Out of the entries that follow, copy each line containing "player".

[Region pointing data]
::::
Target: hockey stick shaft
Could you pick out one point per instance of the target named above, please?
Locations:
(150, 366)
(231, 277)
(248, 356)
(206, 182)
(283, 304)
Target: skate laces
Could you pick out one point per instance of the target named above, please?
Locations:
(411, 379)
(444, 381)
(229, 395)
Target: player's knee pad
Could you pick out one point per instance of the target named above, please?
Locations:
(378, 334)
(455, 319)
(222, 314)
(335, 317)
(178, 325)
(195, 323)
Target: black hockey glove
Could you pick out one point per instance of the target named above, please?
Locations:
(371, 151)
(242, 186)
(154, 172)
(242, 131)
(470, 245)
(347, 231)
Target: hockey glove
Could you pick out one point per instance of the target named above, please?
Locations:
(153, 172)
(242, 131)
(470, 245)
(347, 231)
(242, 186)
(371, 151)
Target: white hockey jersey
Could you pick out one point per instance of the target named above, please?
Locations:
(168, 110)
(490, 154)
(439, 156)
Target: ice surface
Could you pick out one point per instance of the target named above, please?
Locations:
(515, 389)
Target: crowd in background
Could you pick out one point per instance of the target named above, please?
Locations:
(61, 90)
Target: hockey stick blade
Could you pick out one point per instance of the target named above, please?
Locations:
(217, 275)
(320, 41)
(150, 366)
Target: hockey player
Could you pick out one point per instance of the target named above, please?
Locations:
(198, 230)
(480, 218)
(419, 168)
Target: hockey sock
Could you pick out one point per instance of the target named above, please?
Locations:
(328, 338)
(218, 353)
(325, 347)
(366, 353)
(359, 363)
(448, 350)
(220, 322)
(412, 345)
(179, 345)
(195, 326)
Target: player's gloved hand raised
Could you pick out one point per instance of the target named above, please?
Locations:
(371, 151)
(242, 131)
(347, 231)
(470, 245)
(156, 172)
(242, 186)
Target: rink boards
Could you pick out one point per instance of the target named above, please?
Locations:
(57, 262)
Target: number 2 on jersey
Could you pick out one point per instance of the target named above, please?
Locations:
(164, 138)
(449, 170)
::::
• [RESULT BELOW]
Target: player's knee pad
Target: hockey player
Target: player's gloved hand raised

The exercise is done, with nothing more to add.